◆ Questions to answer
1. In the description of the musculoskeletal MRI lecture, reproduce the passage from "Outline of lecture" up to and including "most radiology departments.".
2. Answer these questions using the description of the musculoskeletal MRI lecture, one answer per line:
(a) What length of MR scan does the lecture consider for feasibility?
(b) Which three groups make up the target audience?
(c) What share of the MR workload in most clinical radiology settings does musculoskeletal MR imaging make up?
3. Pick up the description of the musculoskeletal MRI lecture after its last sentence and keep writing it.

◆ Text section
········
Target audience:

Clinical radiologists, technologists and scientists with a basic understanding of MR imaging techniques looking to learn the concepts of multi-sequence musculoskeletal MR imaging and who are interested in the development of rapid comprehensive MRI protocols for musculoskeletal applications.

Learning objectives:
- To review common clinical questions for musculoskeletal MR imaging and to illustrate how particular MR pulse sequences are utilized to answer these questions;
- To explain basic technical challenges to musculoskeletal MR imaging;
- To highlight advances in MR data acquisition technology and protocol optimization for a variety of musculoskeletal MRI application that could facilitate high-throughput.
- To understand for which musculoskeletal indications a 5-minute MR scan would or would not be feasible.

Outline of lecture
The purpose of this lecture is to provide a perspective on whether high-throughput MR for musculoskeletal applications is feasible. The central question will be if a 5-minute “comprehensive” MR scan will be able to address the most common clinical indications for which musculoskeletal MR imaging is performed. Since MRI is a powerful and flexible imaging modality particularly for musculoskeletal indications, musculoskeletal MR imaging constitutes a large (if not the largest) proportion of the MR workload in most clinical radiology settings. Hence, high-throughput musculoskeletal MR imaging will have major impact on the efficiency and productivity in most radiology departments.
········
◆ Saved entries
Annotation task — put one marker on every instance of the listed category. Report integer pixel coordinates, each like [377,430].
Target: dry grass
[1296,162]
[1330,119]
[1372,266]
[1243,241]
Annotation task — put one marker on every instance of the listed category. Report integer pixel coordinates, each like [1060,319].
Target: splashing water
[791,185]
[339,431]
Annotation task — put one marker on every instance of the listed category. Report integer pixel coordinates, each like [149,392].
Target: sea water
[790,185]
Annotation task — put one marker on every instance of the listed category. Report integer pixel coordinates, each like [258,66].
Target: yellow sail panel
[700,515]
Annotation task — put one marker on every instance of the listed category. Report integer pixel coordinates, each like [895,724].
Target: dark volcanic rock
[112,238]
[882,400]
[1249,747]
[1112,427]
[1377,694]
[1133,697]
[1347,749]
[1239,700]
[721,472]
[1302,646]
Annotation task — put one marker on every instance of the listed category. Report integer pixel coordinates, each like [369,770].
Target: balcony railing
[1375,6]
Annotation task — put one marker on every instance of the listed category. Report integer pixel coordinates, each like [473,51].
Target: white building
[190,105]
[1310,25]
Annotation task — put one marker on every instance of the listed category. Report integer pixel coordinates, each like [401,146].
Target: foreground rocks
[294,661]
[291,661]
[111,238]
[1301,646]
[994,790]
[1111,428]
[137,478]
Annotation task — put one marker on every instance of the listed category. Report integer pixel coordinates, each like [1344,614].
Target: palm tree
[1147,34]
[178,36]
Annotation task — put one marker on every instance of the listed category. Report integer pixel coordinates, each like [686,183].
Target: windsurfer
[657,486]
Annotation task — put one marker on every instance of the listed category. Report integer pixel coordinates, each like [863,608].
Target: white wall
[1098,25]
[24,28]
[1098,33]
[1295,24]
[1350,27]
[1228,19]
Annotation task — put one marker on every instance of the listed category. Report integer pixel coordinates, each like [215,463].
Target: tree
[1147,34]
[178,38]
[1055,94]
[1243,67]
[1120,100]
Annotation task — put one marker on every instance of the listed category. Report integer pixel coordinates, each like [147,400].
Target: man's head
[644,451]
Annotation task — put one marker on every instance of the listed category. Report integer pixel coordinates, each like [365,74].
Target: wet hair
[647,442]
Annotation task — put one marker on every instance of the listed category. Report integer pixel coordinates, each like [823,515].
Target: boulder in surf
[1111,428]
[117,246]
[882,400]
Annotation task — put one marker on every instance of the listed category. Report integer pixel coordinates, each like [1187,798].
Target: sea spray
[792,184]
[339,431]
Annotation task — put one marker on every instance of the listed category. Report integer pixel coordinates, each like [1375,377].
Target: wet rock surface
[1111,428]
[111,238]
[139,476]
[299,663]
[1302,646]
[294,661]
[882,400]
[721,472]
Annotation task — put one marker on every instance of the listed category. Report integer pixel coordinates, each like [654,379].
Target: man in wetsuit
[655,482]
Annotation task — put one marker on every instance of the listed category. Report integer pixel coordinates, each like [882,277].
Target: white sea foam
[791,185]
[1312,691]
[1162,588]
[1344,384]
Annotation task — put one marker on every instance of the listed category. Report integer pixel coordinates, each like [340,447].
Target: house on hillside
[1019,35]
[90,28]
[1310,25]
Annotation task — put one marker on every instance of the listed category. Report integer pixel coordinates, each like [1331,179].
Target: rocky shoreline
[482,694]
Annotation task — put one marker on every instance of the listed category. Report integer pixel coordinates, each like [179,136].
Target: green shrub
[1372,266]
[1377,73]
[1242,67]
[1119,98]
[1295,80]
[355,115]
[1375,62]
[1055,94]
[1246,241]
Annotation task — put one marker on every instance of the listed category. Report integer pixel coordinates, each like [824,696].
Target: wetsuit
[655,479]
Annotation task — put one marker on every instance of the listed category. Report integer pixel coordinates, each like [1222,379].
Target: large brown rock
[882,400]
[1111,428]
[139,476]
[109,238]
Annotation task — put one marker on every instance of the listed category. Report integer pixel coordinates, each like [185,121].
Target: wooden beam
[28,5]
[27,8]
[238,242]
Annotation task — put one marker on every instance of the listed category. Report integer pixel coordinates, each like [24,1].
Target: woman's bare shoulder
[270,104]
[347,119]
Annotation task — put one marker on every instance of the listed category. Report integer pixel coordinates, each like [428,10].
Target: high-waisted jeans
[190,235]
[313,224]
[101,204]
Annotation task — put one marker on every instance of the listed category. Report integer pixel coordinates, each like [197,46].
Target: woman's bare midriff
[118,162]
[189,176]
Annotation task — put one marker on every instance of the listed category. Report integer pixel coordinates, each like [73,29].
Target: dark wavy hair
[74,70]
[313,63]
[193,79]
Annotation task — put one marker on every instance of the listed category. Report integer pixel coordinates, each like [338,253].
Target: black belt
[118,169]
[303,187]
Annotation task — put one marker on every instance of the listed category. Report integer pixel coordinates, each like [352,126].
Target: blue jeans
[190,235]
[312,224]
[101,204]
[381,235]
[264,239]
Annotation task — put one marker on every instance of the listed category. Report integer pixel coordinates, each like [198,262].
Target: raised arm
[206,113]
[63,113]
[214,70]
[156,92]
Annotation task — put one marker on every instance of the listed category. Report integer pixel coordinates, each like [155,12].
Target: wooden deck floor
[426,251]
········
◆ Task answers
1.
Outline of lecture
The purpose of this lecture is to provide a perspective on whether high-throughput MR for musculoskeletal applications is feasible. The central question will be if a 5-minute “comprehensive” MR scan will be able to address the most common clinical indications for which musculoskeletal MR imaging is performed. Since MRI is a powerful and flexible imaging modality particularly for musculoskeletal indications, musculoskeletal MR imaging constitutes a large (if not the largest) proportion of the MR workload in most clinical radiology settings. Hence, high-throughput musculoskeletal MR imaging will have major impact on the efficiency and productivity in most radiology departments.

2.
(a) A 5-minute MR scan.
(b) Clinical radiologists, technologists and scientists.
(c) A large, if not the largest, proportion.

3.
The lecture will begin with a discussion of the most frequent clinical questions for musculoskeletal MR imaging, which include post-traumatic work-up, chronic joint complaints (overuse), and arthritis, and what information is critical for the diagnosis (and what isn’t). The most widely applied current MR approaches to address these questions, along with the MR acquisition times thereof, will be discussed. Virtually all current-day clinical MR protocols include proton-density weighted fast spin-echo (FSE) sequences with and without fat suppression, and T2-weighted fast spin-echo (FSE) images with fat suppression. Fluid-sensitive sequences with fat suppression are essential in every musculoskeletal MR protocol, as many pathologies demonstrate edema in bone marrow and soft tissues. Some protocols also contain T1-weighted sequences to assess bone marrow. A variety of gradient-recalled-echo (GRE) sequences have been proposed to evaluate articular cartilage, each with advantages and drawbacks. Contrast administration is usually reserved for imaging of musculoskeletal inflammation and tumors. MR acquisition in multiple (preferably three orthogonal) planes is necessary for accurate diagnosis. A routine clinical knee MRI protocol will be reviewed, highlighting normal anatomy and pathological conditions that can be visualized on each of the sequences and imaging planes. The most important challenges with regard to imaging of musculoskeletal tissues will also be touched upon. MR imaging of a variety of relevant tissues, in particular tendons, ligaments, and menisci, is hampered by short T2 relaxation time, which renders these tissues dark on most conventional MR sequences. The magic angle artefact can occur in musculoskeletal tissues such as articular cartilage, tendon, and menisci, and can mimic relevant pathologies. Understanding of these concepts will direct the definition of a “comprehensive” 5-minute MR examination.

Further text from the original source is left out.